#### RECORD SET

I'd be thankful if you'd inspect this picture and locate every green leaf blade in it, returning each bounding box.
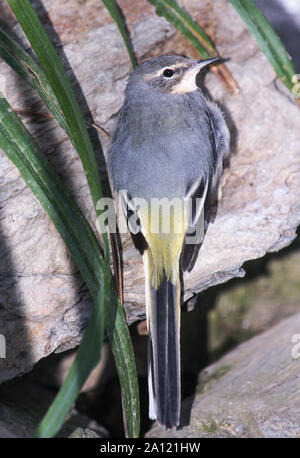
[6,0,107,245]
[101,0,136,67]
[0,92,139,437]
[106,300,140,438]
[3,0,142,437]
[36,284,108,438]
[0,27,68,131]
[229,0,296,93]
[147,0,214,59]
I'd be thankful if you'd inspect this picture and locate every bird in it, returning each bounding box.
[107,54,230,428]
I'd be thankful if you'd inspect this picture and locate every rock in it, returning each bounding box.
[63,427,100,438]
[147,311,300,438]
[0,0,299,382]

########

> **WHAT IS BEING ASKED**
Without the pictures, reproduce every line of the records above exactly.

> **EXERCISE RESULT**
I'd be thankful if you'd inspect this picture and locate every green leaf blade in it, returning each bounding box.
[6,0,107,245]
[101,0,136,67]
[0,92,139,437]
[106,300,140,438]
[3,0,142,437]
[36,284,108,438]
[0,27,68,131]
[229,0,296,93]
[147,0,214,59]
I'd be thankful if you'd inspect this picture and locate every bird in it, returning each bounding box.
[107,54,230,428]
I'd be thankful if you'd inspect this picture and locate every rock in it, returning each bounding box.
[63,427,100,438]
[147,311,300,438]
[0,0,299,382]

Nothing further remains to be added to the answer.